Continue the following explainer on SQL INSERT, UPDATE and DELETE, picking up right after its final sentence.

_Text segment:_
------

Home Database SQL INSERT, UPDATE, DELETE Explained — Add, Change and Remove Data

SQL INSERT, UPDATE, DELETE Explained — Add, Change and Remove Data

In Plain English 🔥
Think of a database table like a whiteboard in a classroom. INSERT is writing something new on the board. UPDATE is erasing one word and replacing it with another. DELETE is wiping an entire row clean. That's literally it — three actions, one purpose: keeping your data accurate and up to date.
⚡ Quick Answer
Think of a database table like a whiteboard in a classroom. INSERT is writing something new on the board. UPDATE is erasing one word and replacing it with another. DELETE is wiping an entire row clean. That's literally it — three actions, one purpose: keeping your data accurate and up to date.

------

_Extracted material:_
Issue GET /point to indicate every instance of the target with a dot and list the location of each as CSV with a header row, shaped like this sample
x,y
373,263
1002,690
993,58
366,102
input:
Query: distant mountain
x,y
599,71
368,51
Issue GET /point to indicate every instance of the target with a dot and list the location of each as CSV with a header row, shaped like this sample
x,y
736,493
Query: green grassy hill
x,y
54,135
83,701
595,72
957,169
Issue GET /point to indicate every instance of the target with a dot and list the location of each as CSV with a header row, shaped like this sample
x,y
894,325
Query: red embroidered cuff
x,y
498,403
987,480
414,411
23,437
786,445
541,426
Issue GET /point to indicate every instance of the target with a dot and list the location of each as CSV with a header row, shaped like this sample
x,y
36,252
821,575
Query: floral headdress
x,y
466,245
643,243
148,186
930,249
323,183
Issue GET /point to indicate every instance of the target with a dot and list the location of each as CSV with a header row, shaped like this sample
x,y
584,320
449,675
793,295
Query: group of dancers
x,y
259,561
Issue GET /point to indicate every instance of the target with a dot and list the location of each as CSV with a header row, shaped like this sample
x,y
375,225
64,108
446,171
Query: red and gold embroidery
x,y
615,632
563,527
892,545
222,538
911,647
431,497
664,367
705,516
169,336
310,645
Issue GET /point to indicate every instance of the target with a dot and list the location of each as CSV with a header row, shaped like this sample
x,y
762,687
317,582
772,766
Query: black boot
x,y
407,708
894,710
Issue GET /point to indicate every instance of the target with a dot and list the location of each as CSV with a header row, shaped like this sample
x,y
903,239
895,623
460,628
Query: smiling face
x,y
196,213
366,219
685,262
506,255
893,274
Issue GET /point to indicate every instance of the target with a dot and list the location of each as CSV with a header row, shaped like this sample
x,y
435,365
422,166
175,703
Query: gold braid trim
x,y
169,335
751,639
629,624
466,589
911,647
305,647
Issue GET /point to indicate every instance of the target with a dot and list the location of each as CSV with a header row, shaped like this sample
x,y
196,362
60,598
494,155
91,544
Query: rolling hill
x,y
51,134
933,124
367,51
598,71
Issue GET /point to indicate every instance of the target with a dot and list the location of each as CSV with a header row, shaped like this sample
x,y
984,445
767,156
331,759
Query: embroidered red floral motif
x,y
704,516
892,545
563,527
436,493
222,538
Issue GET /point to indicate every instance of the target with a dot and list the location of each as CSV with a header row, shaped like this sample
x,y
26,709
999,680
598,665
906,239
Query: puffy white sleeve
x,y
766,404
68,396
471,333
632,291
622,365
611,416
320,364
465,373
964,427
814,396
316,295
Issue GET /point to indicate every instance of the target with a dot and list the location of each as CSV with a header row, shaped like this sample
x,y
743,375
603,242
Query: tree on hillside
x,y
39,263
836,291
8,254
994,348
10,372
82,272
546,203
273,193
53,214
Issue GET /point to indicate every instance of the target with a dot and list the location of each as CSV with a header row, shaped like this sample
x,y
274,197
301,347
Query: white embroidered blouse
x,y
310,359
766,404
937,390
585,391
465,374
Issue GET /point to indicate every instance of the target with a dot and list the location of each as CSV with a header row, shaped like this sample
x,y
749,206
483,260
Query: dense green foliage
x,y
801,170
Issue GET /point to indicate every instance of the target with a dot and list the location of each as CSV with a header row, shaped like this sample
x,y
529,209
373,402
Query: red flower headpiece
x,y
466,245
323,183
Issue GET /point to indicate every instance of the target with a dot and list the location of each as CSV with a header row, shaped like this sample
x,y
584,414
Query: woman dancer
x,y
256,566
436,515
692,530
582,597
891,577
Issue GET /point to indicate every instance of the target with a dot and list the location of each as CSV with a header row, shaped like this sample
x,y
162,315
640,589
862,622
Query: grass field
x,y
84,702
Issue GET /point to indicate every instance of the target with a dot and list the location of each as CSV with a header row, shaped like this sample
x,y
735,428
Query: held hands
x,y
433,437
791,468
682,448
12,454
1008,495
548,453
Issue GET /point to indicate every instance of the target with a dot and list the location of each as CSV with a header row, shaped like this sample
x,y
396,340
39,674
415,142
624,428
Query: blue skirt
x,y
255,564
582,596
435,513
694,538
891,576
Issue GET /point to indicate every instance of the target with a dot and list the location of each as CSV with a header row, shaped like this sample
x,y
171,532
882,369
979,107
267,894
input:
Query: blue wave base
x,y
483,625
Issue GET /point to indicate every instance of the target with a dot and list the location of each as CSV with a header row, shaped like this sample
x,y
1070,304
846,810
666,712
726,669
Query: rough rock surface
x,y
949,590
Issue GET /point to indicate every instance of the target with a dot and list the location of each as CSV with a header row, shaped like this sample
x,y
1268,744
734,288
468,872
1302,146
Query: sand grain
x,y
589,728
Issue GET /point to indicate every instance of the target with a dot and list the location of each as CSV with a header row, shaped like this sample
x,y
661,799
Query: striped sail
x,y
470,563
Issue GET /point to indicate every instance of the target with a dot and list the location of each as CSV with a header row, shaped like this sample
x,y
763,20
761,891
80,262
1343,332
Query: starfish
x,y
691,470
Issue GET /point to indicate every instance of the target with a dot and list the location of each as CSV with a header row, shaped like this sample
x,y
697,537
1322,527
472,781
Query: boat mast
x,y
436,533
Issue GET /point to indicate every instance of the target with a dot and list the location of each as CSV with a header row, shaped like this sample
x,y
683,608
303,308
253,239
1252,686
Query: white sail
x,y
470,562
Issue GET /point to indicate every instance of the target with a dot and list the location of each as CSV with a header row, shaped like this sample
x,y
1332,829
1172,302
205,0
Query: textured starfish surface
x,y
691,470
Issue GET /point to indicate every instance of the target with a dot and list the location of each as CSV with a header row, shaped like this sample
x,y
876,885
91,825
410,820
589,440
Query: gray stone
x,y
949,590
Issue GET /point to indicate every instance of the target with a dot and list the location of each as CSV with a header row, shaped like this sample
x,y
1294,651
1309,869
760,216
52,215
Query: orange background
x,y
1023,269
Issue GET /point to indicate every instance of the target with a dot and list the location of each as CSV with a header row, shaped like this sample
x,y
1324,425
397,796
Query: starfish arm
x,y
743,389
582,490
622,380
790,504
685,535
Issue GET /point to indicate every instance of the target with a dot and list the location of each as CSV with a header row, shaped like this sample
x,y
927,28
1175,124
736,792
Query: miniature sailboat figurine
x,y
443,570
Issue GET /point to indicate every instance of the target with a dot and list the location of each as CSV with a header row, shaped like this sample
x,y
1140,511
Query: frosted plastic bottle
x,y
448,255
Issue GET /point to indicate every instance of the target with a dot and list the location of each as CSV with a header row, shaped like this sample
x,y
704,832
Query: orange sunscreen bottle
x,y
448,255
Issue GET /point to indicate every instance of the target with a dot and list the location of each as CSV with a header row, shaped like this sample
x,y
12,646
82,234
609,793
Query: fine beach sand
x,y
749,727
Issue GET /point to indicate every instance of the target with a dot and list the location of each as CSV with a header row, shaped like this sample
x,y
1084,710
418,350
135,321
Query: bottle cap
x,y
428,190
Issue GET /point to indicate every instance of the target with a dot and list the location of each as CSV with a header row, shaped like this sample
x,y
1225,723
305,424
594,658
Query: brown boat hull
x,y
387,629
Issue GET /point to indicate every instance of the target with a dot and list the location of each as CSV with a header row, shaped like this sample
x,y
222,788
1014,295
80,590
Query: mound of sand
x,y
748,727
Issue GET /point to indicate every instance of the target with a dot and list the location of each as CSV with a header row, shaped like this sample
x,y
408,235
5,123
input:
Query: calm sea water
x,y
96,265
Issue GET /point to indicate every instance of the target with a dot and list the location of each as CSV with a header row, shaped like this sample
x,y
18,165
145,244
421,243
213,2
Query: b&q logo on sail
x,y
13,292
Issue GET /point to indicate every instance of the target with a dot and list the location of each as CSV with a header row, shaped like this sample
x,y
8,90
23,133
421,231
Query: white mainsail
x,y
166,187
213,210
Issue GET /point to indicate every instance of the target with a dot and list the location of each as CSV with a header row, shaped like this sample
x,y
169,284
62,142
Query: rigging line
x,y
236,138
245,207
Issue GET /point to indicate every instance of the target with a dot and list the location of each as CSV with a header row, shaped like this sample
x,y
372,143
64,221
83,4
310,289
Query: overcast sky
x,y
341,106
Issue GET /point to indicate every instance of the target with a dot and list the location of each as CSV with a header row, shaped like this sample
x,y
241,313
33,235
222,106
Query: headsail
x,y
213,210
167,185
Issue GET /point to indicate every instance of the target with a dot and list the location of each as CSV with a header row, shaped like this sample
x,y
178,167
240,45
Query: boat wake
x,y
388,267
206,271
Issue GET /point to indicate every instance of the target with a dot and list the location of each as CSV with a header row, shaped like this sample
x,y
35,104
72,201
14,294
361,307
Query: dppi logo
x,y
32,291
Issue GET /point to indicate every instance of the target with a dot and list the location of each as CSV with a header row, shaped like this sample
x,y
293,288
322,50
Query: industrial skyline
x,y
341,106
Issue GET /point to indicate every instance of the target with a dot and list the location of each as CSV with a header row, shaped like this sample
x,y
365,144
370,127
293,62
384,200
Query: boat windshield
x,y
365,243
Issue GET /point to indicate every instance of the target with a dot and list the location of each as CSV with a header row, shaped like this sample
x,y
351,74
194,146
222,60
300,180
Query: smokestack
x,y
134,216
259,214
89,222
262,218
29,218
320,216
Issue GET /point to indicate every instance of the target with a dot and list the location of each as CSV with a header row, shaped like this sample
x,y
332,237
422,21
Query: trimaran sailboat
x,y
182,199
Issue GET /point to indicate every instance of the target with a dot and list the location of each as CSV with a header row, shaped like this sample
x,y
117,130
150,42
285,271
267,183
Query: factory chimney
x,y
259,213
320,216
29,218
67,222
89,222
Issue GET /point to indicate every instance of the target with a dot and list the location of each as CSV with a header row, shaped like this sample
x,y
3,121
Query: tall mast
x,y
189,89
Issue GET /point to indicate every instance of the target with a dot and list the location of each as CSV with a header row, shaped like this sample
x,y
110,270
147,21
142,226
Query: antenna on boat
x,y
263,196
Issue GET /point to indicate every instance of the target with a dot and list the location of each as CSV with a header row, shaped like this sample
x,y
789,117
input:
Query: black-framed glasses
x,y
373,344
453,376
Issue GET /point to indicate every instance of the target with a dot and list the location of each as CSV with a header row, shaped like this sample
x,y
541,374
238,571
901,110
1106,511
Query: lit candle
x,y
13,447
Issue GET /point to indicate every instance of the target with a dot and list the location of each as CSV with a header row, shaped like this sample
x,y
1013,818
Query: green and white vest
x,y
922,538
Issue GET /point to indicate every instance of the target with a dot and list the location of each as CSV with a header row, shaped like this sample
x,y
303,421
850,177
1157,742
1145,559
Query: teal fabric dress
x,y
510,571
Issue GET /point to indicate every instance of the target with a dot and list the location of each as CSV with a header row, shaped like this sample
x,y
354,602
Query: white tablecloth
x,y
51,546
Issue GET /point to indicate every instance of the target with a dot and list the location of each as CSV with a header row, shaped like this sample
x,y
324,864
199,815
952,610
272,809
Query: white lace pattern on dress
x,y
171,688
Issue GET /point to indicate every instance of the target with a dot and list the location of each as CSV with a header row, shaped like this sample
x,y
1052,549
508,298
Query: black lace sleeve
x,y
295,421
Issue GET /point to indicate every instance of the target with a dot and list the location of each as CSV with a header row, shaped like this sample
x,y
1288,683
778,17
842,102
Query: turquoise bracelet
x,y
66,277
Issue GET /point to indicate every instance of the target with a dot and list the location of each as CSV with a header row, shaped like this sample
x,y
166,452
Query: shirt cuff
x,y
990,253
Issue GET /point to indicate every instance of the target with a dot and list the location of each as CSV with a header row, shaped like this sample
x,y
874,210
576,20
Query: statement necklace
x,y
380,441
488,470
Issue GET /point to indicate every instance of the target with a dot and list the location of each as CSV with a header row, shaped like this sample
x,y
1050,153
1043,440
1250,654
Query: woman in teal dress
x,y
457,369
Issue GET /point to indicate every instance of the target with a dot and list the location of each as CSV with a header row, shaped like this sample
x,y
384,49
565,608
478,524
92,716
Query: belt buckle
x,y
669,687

------

_Response:_
Every app you've ever used — Instagram, your bank, Spotify — stores data somewhere. When you post a photo, a row gets added to a database. When you change your username, a row gets updated. When you delete a message, a row gets removed. The three SQL commands that make all of that happen are INSERT, UPDATE, and DELETE. They're not optional extras — they're the heartbeat of every live application on the planet.

Before these commands existed, changing stored data was a nightmare. You'd have to manually edit flat files, rewrite entire records, or run custom scripts that broke constantly. SQL solved this by giving developers three clean, declarative commands that tell the database exactly what you want done — and the database figures out how to do it efficiently.

By the end of this article you'll be able to add new records to a database table, modify existing ones safely, and remove rows you no longer need — all without breaking anything. You'll also know the one catastrophic mistake most beginners make with DELETE (and exactly how to avoid it).

Setting the Scene — The Table We'll Work With All Article

Before we touch INSERT, UPDATE, or DELETE, we need a table to work with. Think of a table like a spreadsheet with fixed column names. Every row is one record — one item of data.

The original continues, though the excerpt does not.